# REQUIREMENT 1:
Update the records from the line containing "TARGET: train on track" through the end of the records, replacing "annotate" with "label" and leaving everything else unchanged.

# EXCERPT PROVIDED:
╭──

This study’s results suggest the existence of circadian rhythms in the outgoing telephone call activity of older adults at both the aggregate and individual levels. At the aggregate level, Figure 2 shows that the population’s average circadian pattern of outgoing telephone call activity was marked by two distinct peaks: one in midmorning, around 10 am, and one toward the end of the day, around 6 pm. These twin peaks were separated by a period of low activity in the afternoon, beginning at around 2 pm. The first activity peak, in midmorning, was higher than a second peak that occurred at the end of the afternoon. Interestingly, there was a small nocturnal activity peak at around 2 am, which was unusual with regard to the dataset’s marked diurnal pattern.

First observations were subsequently refined by zooming into the individual level. The results also highlighted the circadian rhythms of outgoing telephone call activity for each participant separately. Figure 3, A illustrates the different outgoing communication patterns of a sample of 6 distinct egos from night to evening. Individuals A and E showed a preference for calling in the morning, whereas individuals B, C, and F preferred the afternoons or evenings. In particular, we noted a potential atypical pattern illustrated in Figure 3, A. Individual D displayed a prominent and atypical nocturnal calling activity at around 2 am and, interestingly, it was directed to one specific alter.

╰──

# REQUIREMENT 2:
In the excerpt on older adults' telephone calls, at what time of day did the population's small nocturnal activity peak occur?

Excerpts of location labeling data
╭──

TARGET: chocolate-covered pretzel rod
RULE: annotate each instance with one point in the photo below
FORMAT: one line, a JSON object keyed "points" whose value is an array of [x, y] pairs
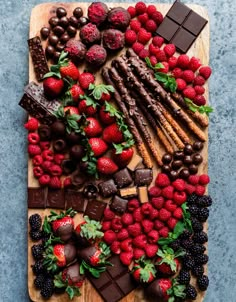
{"points": [[147, 76], [133, 82], [138, 139], [134, 113]]}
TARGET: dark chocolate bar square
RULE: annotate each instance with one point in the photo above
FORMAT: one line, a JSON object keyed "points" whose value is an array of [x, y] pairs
{"points": [[194, 23]]}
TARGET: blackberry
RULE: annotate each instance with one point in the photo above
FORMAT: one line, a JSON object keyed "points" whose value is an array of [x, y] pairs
{"points": [[37, 251], [47, 288], [184, 277], [191, 292], [203, 214], [200, 237], [198, 270], [35, 222], [203, 282], [35, 235], [196, 225]]}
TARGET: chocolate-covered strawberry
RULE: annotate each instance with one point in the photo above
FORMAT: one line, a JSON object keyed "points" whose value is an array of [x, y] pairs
{"points": [[70, 280]]}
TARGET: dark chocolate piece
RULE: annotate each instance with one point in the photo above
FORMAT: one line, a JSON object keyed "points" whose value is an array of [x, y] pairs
{"points": [[37, 197], [118, 204], [123, 178], [37, 105], [115, 283], [107, 188], [38, 57], [143, 177], [95, 209], [56, 198], [75, 200]]}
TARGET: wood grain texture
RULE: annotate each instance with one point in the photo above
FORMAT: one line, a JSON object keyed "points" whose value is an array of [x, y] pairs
{"points": [[39, 17]]}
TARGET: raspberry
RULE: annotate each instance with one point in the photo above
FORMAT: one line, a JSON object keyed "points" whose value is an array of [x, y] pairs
{"points": [[188, 76], [130, 36], [33, 150], [109, 237], [135, 25], [181, 84], [199, 89], [140, 7], [205, 71], [189, 92], [183, 61], [157, 41], [199, 100], [151, 26], [177, 72], [143, 18], [164, 215], [172, 62], [194, 64], [132, 11], [169, 50], [44, 180], [144, 36], [199, 80], [157, 17], [204, 179], [167, 192], [137, 47], [32, 124]]}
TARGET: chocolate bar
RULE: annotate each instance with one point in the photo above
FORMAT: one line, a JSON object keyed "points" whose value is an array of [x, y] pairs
{"points": [[37, 105], [181, 26], [115, 283], [38, 57]]}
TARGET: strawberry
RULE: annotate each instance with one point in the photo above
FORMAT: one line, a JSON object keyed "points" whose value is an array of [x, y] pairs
{"points": [[53, 87], [112, 134], [85, 79], [93, 128], [144, 271], [106, 166], [98, 146]]}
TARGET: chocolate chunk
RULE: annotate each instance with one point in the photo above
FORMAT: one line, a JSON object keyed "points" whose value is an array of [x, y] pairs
{"points": [[118, 204], [75, 200], [56, 198], [143, 177], [37, 105], [37, 197], [95, 209], [123, 178], [107, 188], [38, 58]]}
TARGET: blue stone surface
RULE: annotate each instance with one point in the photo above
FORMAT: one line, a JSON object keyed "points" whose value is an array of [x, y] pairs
{"points": [[14, 29]]}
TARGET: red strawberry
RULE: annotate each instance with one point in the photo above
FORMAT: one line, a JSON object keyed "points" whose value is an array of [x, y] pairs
{"points": [[112, 134], [98, 146], [93, 128], [53, 87], [106, 166]]}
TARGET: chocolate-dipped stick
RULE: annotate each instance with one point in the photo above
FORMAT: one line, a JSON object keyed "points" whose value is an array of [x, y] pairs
{"points": [[138, 139], [133, 82], [134, 112]]}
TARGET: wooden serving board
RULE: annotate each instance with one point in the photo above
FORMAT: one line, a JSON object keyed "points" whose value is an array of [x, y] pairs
{"points": [[39, 18]]}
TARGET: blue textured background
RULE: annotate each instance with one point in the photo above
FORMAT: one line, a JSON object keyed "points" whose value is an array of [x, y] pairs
{"points": [[13, 161]]}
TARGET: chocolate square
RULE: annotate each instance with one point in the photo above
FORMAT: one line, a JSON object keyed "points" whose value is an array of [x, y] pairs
{"points": [[194, 23], [183, 40], [143, 177], [75, 200], [123, 178], [95, 209], [167, 29], [37, 198], [107, 188], [56, 199]]}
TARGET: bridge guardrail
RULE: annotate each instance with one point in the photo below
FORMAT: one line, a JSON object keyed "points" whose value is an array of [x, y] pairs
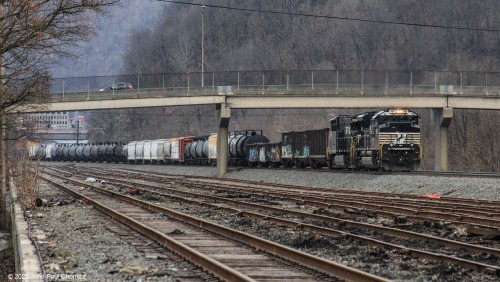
{"points": [[318, 89]]}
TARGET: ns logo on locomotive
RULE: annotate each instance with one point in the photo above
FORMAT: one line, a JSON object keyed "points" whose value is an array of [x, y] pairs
{"points": [[378, 140]]}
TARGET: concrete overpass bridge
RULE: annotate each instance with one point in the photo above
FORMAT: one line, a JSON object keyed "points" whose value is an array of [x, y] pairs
{"points": [[440, 91]]}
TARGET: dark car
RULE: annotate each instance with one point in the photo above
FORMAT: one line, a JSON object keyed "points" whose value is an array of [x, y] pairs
{"points": [[118, 86]]}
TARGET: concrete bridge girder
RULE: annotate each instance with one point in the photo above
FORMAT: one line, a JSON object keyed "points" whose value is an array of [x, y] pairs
{"points": [[442, 119], [222, 136]]}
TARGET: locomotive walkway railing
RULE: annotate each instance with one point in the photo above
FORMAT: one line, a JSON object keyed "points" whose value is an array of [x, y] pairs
{"points": [[271, 83]]}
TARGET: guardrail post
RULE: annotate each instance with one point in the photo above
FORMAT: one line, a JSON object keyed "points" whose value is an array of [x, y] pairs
{"points": [[411, 82], [263, 83], [362, 83], [337, 86], [486, 83], [386, 83], [435, 82], [312, 80], [461, 83]]}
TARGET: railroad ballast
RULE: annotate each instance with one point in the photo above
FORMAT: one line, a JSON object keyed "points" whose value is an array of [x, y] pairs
{"points": [[387, 140]]}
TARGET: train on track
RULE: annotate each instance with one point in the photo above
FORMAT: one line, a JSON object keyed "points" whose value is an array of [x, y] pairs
{"points": [[386, 140]]}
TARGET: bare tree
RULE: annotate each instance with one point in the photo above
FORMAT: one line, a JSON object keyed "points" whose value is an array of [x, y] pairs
{"points": [[33, 33]]}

╰──

# FINAL ANSWER 1:
TARGET: train on track
RULE: label each instance with one point in the photo above
FORMAT: one line, a JSON object keyed "points" whose value is an array of [x, y] pairs
{"points": [[386, 140]]}
TARGET: bare tree
RULE: label each instance with one point in the photo above
FORMAT: one line, a JSON object keyed "points" whose value is an array of [x, y] pairs
{"points": [[33, 33]]}

# FINAL ANSWER 2:
Around 2 am.